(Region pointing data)
========================================================================

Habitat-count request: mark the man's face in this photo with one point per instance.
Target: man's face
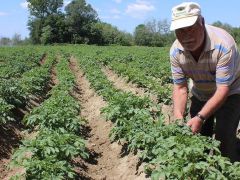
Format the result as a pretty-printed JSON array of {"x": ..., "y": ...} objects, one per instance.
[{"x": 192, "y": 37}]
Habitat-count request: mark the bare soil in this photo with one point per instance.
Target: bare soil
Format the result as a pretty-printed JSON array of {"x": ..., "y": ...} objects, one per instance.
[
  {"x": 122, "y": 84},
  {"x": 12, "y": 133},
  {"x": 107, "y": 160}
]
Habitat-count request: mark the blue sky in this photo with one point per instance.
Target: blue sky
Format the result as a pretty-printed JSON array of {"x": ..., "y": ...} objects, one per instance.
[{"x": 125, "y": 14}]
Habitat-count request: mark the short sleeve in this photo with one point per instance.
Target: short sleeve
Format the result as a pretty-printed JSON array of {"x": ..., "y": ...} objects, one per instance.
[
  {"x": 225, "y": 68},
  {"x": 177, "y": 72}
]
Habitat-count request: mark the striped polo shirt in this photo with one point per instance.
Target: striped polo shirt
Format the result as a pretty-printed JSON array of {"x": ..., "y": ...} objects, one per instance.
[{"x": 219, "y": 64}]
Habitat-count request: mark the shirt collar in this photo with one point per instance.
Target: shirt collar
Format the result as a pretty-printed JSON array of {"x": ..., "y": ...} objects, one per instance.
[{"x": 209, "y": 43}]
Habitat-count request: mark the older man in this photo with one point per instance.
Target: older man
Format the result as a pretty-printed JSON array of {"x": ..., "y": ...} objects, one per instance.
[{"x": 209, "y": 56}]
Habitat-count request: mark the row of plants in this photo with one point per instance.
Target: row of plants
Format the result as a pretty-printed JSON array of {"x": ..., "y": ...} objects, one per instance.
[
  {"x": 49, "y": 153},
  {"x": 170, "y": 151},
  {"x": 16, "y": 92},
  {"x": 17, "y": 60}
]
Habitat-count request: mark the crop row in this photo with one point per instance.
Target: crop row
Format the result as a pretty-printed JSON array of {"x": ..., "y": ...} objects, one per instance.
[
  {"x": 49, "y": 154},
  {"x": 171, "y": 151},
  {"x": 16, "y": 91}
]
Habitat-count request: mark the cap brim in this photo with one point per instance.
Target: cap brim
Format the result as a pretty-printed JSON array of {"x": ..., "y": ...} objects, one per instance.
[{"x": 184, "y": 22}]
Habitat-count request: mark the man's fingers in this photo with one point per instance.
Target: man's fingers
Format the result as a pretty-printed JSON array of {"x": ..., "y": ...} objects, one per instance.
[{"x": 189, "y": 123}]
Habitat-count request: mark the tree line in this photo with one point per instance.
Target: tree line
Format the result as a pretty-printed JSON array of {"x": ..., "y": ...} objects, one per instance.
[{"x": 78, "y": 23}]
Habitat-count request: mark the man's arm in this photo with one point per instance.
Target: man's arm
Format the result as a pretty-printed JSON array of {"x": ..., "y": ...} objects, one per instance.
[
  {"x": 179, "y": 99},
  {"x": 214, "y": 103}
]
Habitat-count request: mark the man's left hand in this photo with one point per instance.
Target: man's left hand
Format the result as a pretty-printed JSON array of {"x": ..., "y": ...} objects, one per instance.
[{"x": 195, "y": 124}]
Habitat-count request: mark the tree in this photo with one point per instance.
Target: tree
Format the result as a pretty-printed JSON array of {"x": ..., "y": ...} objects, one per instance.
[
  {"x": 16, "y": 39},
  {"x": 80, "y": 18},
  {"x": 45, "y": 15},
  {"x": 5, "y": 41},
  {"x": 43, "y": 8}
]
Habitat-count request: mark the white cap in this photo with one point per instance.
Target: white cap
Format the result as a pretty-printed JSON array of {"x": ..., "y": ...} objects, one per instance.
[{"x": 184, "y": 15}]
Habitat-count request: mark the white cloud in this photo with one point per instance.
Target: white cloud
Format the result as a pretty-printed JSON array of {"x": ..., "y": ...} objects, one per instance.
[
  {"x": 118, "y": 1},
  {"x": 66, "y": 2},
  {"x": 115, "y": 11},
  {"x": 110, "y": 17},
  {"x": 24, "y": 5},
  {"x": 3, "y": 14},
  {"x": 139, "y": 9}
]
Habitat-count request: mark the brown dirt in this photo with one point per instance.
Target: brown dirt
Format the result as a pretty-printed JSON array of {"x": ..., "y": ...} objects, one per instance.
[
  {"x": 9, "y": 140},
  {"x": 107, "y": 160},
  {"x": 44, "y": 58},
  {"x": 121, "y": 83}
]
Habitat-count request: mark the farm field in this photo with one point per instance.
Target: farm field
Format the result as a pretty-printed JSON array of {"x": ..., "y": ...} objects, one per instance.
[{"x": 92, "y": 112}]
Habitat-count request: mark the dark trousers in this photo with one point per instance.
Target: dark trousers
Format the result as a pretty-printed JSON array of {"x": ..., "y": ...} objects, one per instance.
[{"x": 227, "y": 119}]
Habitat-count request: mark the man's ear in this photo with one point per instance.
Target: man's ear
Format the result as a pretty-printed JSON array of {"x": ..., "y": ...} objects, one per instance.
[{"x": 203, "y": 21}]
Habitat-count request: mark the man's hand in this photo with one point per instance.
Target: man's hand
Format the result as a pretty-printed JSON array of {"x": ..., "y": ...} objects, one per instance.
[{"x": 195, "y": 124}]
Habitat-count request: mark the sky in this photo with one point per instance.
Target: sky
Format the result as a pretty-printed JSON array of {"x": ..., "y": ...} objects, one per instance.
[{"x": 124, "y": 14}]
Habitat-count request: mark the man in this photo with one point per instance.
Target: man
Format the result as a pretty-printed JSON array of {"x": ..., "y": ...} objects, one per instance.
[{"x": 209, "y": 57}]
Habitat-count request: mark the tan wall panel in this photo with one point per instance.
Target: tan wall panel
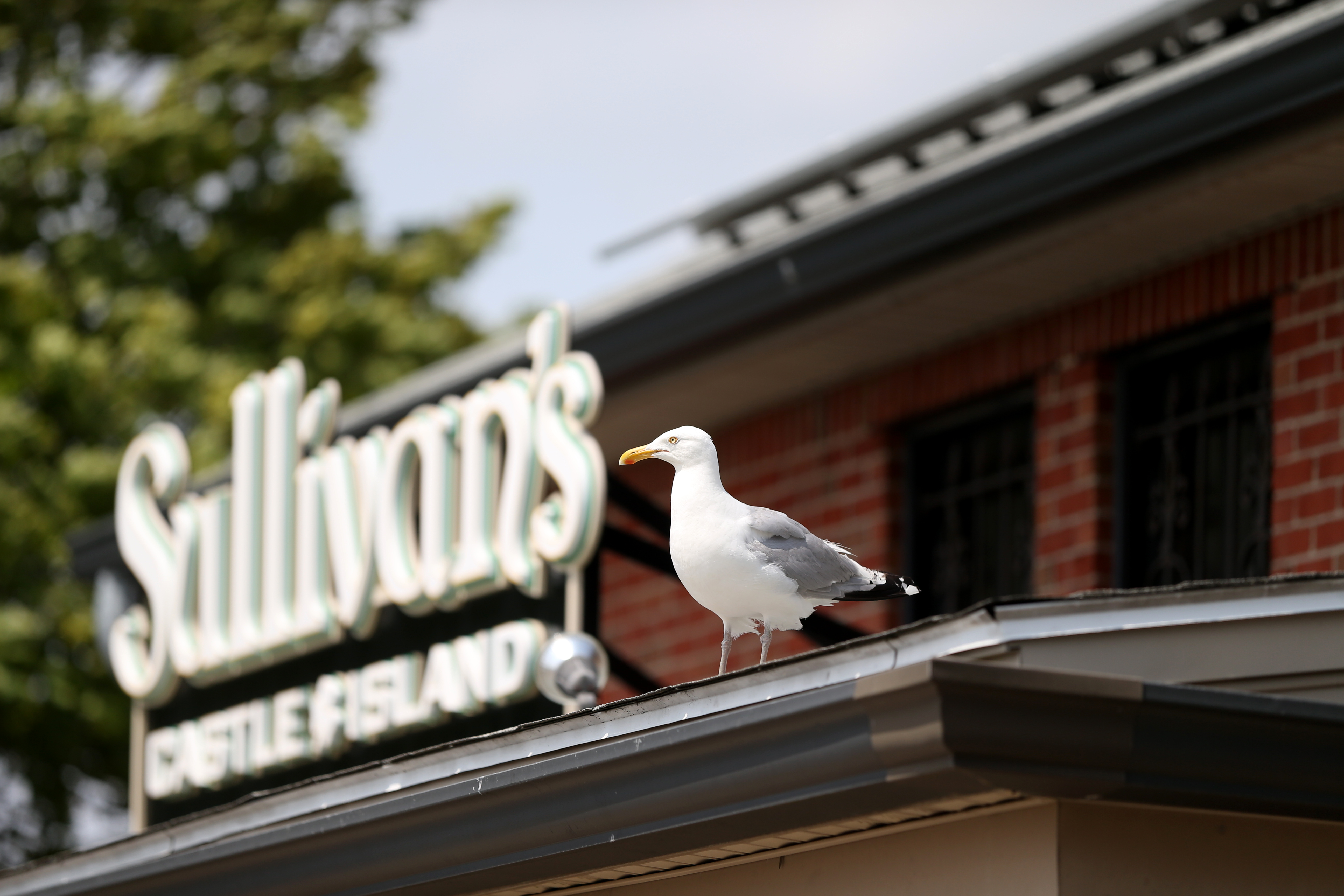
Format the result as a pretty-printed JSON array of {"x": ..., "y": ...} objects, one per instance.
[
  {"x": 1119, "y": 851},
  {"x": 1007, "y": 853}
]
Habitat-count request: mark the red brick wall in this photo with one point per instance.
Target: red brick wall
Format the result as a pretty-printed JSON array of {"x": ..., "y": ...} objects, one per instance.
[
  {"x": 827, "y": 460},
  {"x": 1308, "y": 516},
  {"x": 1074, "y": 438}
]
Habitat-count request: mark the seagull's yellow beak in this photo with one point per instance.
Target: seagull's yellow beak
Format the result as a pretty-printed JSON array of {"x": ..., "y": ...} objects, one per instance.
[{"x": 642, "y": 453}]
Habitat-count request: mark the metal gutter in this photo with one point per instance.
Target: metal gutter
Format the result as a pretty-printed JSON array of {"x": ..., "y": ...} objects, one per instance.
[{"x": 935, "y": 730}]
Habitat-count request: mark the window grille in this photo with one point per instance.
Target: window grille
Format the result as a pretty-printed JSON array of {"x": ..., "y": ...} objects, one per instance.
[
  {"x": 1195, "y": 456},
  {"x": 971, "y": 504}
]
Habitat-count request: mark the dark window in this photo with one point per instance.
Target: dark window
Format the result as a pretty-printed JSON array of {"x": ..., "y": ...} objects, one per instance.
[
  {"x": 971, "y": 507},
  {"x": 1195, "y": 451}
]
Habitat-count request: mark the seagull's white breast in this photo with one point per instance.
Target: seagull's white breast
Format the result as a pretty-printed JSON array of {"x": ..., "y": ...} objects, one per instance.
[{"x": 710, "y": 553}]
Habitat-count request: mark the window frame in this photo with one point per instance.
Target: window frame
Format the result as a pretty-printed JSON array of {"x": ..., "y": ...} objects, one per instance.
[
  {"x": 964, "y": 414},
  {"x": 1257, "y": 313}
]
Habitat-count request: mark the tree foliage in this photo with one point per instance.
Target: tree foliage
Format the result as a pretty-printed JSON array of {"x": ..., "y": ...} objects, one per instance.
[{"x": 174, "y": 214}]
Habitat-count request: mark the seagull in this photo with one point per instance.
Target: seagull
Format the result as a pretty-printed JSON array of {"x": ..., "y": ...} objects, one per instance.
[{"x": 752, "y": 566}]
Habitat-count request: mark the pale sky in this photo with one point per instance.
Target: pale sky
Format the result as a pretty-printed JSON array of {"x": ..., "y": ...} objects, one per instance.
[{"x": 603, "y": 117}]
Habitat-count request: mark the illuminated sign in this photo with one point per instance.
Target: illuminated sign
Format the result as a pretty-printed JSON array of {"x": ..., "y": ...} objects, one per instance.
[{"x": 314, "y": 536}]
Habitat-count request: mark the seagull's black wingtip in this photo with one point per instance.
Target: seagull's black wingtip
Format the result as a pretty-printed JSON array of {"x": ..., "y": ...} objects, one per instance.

========================================================================

### Brief
Starting at the line containing "Target: man's hand" and stopping at the line containing "Target: metal gutter", output every line above exactly, both ends included, with pictures omitted.

### Reply
Target: man's hand
Format the result as a pretty-printed JSON array of {"x": ..., "y": ...} objects, one per instance.
[{"x": 195, "y": 124}]
Habitat-count request: mark the sky in this photo with one point per instance.
Target: sky
Format the result as a pretty-printed JSON array of {"x": ..., "y": ...} objects, one per instance.
[{"x": 124, "y": 14}]
Habitat-count request: mark the man in this photo with one point per instance.
Target: man
Format the result as a pretty-printed JSON array of {"x": ..., "y": ...} objects, one per instance.
[{"x": 209, "y": 57}]
Habitat-count request: mark the tan wall panel in this photo with one point per instance.
Target: tan wall panel
Format the result as a pretty-printed JSON array of {"x": ..., "y": ...} objects, one per instance.
[
  {"x": 1119, "y": 851},
  {"x": 1007, "y": 853}
]
Habitat-count request: mark the red brick wall in this photo with one point per instance.
Target: red brick wall
Format the result as a pretty-printed JSON array of {"x": ..., "y": ...} objects, one per instance.
[
  {"x": 827, "y": 460},
  {"x": 1308, "y": 516},
  {"x": 1074, "y": 438}
]
Habitat-count request: mark the seagull's yellow beak in this photo with one point per instance.
Target: seagull's yellow beak
Format the result as a pretty-printed JSON array of {"x": ..., "y": ...} objects, one per instance.
[{"x": 642, "y": 453}]
Habitat-count request: mark the metal gutter in this photo with one point per instance.
Target: metal gutter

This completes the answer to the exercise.